Martin on Cnicht

Martin on Cnicht

Monday, 6 July 2015

Saturday 4 July 2015 - Pyrenees GR11 - Day 20 - Ordesa National Park main car park to Rio Bellos at 1880 metres

 
 
 
 
Distance: 18 km (Cum: 339 km)

Ascent: 1300 metres (Cum: 16400 metres)

Time taken: 8.0 hrs including 1.5 hrs stops (Cum: 123.0 hrs including 23.3 hrs stops)

Weather: sunny and unrelentingly hot

Thankfully the tent is in a deep valley from which the sun withdrew as I pitched camp at 6.30. But it's still hot in here. Perhaps I should have continued a little higher...

It was a shame to have to leave Hotel Sabocos this morning. The staff are great, and we've made some good friends amongst the other guests. Harry and Ann, and Tim and Paula have been especially good company, and we were just getting to know Stephen, a malaria guru, when he left to return to Australia. The Macclesfield crew also deserve a mention - they are a great bunch, and I'd like to thank the Collett's team of Will, Clare, Remy and Claire for their efforts to make everyone's holiday meet their expectations.

** The request **
Pick up the GR11 hiking diary entry after its last sentence and carry it on.

** Extracted material **
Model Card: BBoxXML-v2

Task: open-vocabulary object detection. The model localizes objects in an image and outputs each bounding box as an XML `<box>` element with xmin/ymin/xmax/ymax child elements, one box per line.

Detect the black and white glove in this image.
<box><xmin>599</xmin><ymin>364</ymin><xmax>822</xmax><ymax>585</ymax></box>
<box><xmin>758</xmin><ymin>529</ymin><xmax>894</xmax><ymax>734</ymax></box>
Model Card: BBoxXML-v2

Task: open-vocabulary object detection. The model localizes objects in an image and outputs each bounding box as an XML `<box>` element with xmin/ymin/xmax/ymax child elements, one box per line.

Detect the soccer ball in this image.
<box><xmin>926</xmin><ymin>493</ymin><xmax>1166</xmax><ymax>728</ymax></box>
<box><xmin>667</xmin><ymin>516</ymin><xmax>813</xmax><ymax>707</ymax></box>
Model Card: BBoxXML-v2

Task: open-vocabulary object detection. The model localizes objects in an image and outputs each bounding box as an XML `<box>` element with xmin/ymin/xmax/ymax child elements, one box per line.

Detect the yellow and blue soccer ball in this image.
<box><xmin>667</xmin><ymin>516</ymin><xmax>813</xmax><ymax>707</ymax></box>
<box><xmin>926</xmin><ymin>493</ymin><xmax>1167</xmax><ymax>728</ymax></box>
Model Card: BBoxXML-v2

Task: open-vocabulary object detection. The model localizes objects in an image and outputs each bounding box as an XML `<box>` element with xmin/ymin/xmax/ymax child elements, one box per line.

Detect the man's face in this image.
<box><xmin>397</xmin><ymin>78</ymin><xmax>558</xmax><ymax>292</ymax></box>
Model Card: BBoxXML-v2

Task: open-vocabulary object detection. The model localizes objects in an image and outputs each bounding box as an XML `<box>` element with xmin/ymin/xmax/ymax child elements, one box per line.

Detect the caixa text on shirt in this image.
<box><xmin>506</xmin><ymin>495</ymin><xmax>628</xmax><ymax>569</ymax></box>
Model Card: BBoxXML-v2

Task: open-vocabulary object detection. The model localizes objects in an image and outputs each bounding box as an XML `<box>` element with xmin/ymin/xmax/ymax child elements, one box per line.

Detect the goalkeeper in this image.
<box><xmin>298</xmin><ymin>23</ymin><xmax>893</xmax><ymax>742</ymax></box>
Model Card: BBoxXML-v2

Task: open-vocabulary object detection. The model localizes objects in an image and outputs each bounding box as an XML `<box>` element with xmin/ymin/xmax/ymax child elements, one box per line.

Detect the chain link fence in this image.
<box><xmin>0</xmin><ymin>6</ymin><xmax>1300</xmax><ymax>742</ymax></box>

** Task response **
Humphrey's vicarious presence also deserves mention, with much good advice and information for my ongoing journey arriving from his dyslexic pen. We regularly toasted you at Beer o'clock HMP3, and we hope your Monster Projects go well.

A last hearty breakfast was followed by a car ride with Sue in the gutless Twingo (a French car seemingly powered by clockwork) to Torla. Sue then returned to a high point en route, for a day walk. I got the last seat on the next bus up to the Ordesa Canyon car park.

So, back to the simple life, with just what I had on my back (I would later regret bringing one superfluous item), as supplemented by purchases along the way, for the next five weeks. Despite a load of extra food brought from the UK by Sue, as well as top ups of tea bags, dried milk, raisins and sultanas, etc, 'The Brick' didn't seem too heavy and I've now returned to my backpacking rhythm. I did leave a few items behind - crampons, ankle gaiters and a few maps - but they didn't amount to more than a few grammes in weight.

Setting off at 10.30, I was amongst numerous folk simply bimbling up the canyon. There was also a handful of people with ice axes, planning on spending tonight at the Góriz refugio then climbing Monte Perdido (3348 metres). It's supposedly an easy climb. But not for me.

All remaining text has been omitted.